◆ **課題**:
(A) デヂエ導入事例の抜粋によると、「デヂエ」の前身は何という名称ですか。
(B) デヂエ導入事例の抜粋を、最後の文の後から書き継いでください。
=== ページ抜粋 ===
その頃、菓子事業部では、お菓子の売り上げ管理を「デヂエ」で行っていた。「デヂエ」を使う前は、店舗から送られる FAX や Excel を別の Excel に打ち込む専任の人が経理にいたという。阿佐ヶ谷のグレープストーン本社では、情報システム開発室マネージャーの佐々木 隆氏が「DBメーカー」(デヂエの前身)を知り、導入した。現在は、「サイボウズ Office 4」のリンク集に「デヂエ」へのリンクを作り、誰もが使えるようになっている。「サイボウズ Office」と同様に、Mac ユーザーでも使える WEB ベースである、簡単な操作である、雑多な情報を簡単にまとめられる、という点が導入の決めてとなったという。原宿 陶画舎の荒川氏は、この売り上げ管理の運用を見て、「これは」とひらめいた。
「最初はよくわからなかったけど、『これさあ、物流の仕組みができるんじゃないの』と気付いたんです。はじめはデヂエを使うには専門言語が必要だと思ってたのですが、必要ない。信じられなかった!(笑)そこからデヂエが始まりましたね。今までは、システムから提案されることが多かったけれど、逆に私からこれデヂエでできるんじゃないか、と言い始めたんです。」(荒川氏)
=== 抽出レコード ===
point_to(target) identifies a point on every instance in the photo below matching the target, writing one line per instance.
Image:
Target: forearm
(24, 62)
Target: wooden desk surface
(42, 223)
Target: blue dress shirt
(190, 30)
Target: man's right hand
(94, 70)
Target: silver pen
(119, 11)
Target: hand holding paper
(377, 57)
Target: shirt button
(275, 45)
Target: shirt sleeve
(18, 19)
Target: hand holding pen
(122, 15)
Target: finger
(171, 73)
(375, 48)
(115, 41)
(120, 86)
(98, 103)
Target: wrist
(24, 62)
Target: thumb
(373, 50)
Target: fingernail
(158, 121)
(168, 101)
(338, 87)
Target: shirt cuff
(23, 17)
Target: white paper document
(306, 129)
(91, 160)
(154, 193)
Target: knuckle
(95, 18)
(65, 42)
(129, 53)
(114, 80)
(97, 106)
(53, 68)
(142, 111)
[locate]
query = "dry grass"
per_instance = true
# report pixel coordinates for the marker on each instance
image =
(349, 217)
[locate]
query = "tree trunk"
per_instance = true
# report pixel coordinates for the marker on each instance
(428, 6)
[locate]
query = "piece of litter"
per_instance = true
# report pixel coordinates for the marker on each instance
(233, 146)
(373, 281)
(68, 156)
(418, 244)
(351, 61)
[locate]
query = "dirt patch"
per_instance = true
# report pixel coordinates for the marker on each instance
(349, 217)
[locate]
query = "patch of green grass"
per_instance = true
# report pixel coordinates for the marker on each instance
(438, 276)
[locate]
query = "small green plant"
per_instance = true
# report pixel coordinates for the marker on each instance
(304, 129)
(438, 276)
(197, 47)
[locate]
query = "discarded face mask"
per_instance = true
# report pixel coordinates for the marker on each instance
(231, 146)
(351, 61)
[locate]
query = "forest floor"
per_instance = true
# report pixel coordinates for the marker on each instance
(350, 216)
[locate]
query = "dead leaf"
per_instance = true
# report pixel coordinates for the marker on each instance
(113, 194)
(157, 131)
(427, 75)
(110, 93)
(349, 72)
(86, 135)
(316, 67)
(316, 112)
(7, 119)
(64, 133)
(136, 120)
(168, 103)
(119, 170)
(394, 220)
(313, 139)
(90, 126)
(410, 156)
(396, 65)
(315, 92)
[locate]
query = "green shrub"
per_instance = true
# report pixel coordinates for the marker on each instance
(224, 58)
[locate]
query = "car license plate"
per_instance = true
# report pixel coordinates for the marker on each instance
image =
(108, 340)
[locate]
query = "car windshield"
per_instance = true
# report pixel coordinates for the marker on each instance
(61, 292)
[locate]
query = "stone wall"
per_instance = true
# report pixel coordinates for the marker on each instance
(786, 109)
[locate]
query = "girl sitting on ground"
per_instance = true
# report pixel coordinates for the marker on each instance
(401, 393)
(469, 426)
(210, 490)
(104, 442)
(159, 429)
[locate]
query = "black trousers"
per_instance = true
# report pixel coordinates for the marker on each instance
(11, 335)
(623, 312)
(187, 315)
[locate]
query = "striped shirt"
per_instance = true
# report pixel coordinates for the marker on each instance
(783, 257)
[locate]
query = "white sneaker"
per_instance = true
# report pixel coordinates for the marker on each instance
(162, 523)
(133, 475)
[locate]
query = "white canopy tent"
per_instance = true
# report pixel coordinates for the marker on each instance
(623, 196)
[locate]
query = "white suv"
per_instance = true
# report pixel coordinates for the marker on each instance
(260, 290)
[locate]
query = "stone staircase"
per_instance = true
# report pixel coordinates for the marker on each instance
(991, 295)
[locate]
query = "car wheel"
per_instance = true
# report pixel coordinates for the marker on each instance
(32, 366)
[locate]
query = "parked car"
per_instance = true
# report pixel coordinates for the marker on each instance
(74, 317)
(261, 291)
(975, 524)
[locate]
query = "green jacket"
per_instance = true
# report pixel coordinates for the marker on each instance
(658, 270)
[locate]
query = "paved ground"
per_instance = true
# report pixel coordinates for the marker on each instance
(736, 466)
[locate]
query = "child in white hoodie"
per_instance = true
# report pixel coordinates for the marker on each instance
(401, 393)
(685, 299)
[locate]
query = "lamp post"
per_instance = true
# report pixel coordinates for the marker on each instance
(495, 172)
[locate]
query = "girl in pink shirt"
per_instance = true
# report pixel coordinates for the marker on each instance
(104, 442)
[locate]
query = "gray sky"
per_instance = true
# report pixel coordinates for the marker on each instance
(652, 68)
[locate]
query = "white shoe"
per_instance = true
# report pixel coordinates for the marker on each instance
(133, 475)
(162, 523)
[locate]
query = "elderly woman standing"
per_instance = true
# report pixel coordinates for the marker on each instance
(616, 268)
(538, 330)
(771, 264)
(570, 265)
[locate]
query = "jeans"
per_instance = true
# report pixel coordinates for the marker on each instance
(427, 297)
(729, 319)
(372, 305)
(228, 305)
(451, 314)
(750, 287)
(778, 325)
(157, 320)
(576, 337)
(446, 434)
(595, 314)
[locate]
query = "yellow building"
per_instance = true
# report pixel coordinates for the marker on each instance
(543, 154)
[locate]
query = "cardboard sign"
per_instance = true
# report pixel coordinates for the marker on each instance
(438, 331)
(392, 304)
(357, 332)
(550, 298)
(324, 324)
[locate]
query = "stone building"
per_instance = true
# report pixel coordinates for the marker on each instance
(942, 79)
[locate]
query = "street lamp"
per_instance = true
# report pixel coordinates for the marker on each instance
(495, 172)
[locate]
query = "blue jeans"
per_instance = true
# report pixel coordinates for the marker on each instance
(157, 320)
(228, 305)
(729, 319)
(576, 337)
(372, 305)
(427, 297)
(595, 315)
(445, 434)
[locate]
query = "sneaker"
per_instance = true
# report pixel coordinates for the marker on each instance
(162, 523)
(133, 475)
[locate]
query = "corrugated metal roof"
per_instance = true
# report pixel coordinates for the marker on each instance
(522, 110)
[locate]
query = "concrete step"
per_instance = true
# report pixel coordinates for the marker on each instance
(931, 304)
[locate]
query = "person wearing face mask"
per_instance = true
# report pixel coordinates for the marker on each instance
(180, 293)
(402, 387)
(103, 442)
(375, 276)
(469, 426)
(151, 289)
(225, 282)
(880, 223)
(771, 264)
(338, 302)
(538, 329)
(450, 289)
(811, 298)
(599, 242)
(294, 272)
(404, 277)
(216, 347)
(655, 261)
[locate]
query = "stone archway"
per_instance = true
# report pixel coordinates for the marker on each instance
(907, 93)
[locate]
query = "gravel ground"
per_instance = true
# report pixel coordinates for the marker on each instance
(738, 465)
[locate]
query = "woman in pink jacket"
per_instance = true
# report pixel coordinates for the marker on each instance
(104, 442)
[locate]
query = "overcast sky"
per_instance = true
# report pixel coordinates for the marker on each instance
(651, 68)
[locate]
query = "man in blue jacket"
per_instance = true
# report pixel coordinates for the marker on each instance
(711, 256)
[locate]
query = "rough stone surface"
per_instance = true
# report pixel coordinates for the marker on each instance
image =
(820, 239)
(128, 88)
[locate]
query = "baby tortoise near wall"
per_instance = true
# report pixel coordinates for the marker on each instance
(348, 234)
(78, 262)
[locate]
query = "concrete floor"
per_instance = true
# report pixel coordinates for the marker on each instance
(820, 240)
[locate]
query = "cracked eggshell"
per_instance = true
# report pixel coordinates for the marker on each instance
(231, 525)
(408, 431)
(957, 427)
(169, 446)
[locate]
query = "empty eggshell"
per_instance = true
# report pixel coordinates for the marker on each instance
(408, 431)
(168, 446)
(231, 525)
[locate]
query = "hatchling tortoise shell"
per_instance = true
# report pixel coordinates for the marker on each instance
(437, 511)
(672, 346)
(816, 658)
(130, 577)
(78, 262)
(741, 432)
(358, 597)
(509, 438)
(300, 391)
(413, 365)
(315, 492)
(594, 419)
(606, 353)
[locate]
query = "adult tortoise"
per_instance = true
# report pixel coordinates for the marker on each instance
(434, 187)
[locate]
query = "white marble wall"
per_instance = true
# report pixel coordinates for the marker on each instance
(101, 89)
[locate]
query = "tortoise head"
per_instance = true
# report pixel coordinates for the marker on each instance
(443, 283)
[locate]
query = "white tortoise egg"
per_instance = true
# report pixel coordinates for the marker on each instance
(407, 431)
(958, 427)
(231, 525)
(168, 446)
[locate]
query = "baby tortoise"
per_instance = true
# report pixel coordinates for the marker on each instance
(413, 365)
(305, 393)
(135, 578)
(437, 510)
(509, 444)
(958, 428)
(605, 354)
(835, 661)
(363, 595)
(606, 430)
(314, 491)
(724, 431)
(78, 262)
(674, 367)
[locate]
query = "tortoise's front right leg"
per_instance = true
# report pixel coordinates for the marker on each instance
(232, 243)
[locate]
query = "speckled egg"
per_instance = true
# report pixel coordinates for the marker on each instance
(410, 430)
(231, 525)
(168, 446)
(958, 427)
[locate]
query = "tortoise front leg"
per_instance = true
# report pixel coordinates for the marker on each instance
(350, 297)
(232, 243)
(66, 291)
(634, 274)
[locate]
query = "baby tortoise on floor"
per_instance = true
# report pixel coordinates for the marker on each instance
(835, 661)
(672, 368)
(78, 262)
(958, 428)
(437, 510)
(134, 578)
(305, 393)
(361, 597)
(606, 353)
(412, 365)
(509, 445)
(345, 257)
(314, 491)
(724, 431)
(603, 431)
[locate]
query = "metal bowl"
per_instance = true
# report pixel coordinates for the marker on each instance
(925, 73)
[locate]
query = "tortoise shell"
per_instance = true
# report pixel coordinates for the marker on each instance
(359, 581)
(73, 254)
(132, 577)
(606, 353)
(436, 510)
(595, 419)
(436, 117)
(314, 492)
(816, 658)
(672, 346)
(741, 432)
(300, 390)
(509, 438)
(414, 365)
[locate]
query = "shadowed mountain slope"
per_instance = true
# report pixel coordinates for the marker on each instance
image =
===
◆ **課題の解答**:
(A) 「DBメーカー」です。

(B)
チェーン店ではなく、複数の専門店をとりまとめようとするには、システム管理者に相談しても業務の悩みを解決するのは難しいかもしれない、と荒川氏は語る。
「本当に現場の仕事を円滑にできるシステムを組むのは難しいかもしれない。何故デヂエがいいのかというと、いかに現場の要請を現場の中で解決できるかを実現できるソフトだからではないか、と思います。」
「業務に携わっていない人間がシステムを組もうとしても、なかなか業務をわかってもらうのが難しい。また、やりたいと思ったときからシステムができるまで時間がかかるのも困るところです。現場の業務は臨場感があって、日々それに対応していけないと使えないんです。」(伊藤氏)
Excel を廃止して「デヂエ」でいこうと決めたときから、荒川氏は『Excel は絶対つかうな』と徹底した。それはデヂエを使っていけば、こうなるなと最後の形がみえたからだと言う。
「デヂエへの移行は現場から反対意見がでました。それは『私が作った Excel はどうなるの!』という感じです。私のようなまとめ役からしてみると、Excel では情報がバラバラでまとめるのに四苦八苦するんですが。みんな Excel 病にかかってました(笑)。Excel 作ってたら安心みたいな。本人は、自分仕様の Excel だから快適だけど、他人には使えないというのがわからなかったんですね。デヂエだと、みんなが同じ形式で情報を登録するので、まとめて見れる。なによりも、今のリアルな、新鮮なデータがすぐに見えるんです。しかも欲しい時に欲しいだけ。こんなことは、他のソフトではできませんよ。本当に日本並びに世界でこれほどデヂエを待っていた男はいません(笑)。デヂエがあるからこうやって話せる時間があるんです。」(荒川氏)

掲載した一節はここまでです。